TransformedField transforms a vector field between two coordinate systems and bases. In this case, it is converting from $f(x,y)\hat x+g(x,y)\hat y$ to the same geometrical vector field expressed as $u(r,\theta)\hat r + v(r,\theta) \hat \theta$. Mathematica's answer can therefore be interpreted as saying $$\left(μ x_1 - x_2 - σ x_1 (x_1^2 + x_2^2)\right)\hat x + \left( x_1 + μ x_2 - σ x_2 (x_1^2 + x_2^2)\right)\hat y = \left(r μ - r^3 σ\right)\hat r + r \hat\theta$$

Notice that the expressions $r'$ and $\theta'$ don't appear anyhwere. Those are dynamical quantities, not geometrical ones (unless working in the jet bundle, but let's not go there). Also notice the hats! As stated in the documentation, TransformedField assumes inputs are in an orthonormal basis, and returns outputs in the same basis. That will be important for later on.

_TASK GOAL:_ From the TransformedField explanation, can you extract word for word the passage that begins with the words "Notice that the" and ends with "for later on."?

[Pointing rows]
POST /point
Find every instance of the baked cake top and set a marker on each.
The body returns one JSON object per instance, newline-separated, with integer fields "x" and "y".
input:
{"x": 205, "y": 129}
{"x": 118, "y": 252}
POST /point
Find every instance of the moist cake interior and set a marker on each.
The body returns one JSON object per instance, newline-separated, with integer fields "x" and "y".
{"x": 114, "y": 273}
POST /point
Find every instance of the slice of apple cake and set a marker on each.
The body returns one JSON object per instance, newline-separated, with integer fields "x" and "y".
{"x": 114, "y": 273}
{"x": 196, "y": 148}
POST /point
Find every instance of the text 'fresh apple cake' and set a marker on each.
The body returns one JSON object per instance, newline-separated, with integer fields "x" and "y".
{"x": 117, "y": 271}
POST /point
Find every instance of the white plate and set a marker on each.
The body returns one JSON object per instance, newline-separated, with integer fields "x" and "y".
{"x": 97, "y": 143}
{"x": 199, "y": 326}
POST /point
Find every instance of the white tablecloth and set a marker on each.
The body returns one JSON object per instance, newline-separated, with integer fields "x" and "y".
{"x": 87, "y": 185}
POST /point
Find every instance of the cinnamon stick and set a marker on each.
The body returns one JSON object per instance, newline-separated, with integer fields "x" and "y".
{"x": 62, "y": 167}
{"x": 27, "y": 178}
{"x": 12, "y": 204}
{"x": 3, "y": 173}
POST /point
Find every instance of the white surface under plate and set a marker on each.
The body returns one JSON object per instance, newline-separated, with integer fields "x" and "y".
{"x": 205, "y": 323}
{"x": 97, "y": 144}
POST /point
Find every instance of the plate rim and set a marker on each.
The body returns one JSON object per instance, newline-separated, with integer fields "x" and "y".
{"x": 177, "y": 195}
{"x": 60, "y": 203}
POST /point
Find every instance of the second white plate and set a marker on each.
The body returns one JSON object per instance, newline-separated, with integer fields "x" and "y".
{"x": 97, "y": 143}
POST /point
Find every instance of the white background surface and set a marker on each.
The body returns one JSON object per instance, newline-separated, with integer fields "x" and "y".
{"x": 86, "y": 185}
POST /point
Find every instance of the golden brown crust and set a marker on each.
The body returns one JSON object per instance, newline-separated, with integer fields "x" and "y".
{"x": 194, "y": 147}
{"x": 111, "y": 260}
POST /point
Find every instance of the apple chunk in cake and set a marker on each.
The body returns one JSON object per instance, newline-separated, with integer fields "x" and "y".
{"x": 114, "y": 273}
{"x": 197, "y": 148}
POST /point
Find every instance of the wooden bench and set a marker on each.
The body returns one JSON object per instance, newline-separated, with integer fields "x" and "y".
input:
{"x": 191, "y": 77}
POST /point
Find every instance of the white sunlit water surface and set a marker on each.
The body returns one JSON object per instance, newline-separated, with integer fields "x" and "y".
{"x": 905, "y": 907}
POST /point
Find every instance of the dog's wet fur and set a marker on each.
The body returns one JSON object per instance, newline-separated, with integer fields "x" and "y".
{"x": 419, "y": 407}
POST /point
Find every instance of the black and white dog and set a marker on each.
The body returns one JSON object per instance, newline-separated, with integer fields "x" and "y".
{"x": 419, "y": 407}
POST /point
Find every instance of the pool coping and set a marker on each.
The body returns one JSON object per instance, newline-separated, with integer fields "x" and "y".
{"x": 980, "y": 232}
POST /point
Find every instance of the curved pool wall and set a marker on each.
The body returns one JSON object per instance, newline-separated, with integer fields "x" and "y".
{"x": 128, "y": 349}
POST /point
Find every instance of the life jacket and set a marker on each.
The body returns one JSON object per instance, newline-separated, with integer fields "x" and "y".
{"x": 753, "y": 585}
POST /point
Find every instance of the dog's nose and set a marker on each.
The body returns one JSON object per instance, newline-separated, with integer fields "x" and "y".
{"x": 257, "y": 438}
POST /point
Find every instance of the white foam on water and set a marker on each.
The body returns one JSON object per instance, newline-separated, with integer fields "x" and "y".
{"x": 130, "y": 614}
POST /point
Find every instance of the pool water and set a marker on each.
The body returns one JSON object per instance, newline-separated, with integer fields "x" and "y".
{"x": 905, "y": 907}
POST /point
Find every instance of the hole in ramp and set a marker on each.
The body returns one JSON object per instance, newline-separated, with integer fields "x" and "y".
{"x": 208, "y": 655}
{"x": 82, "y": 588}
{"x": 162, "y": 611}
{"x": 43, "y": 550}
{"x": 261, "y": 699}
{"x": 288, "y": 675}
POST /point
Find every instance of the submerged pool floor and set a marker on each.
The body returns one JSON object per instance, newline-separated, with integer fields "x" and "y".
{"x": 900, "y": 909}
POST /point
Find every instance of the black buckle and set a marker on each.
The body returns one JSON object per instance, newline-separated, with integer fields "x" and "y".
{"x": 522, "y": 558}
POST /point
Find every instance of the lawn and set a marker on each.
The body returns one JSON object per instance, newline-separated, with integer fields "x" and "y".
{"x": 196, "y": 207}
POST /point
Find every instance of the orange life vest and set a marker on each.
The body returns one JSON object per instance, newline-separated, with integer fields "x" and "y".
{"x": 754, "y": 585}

_RESULT OF THIS EXERCISE:_
Notice that the expressions $r'$ and $\theta'$ don't appear anyhwere. Those are dynamical quantities, not geometrical ones (unless working in the jet bundle, but let's not go there). Also notice the hats! As stated in the documentation, TransformedField assumes inputs are in an orthonormal basis, and returns outputs in the same basis. That will be important for later on.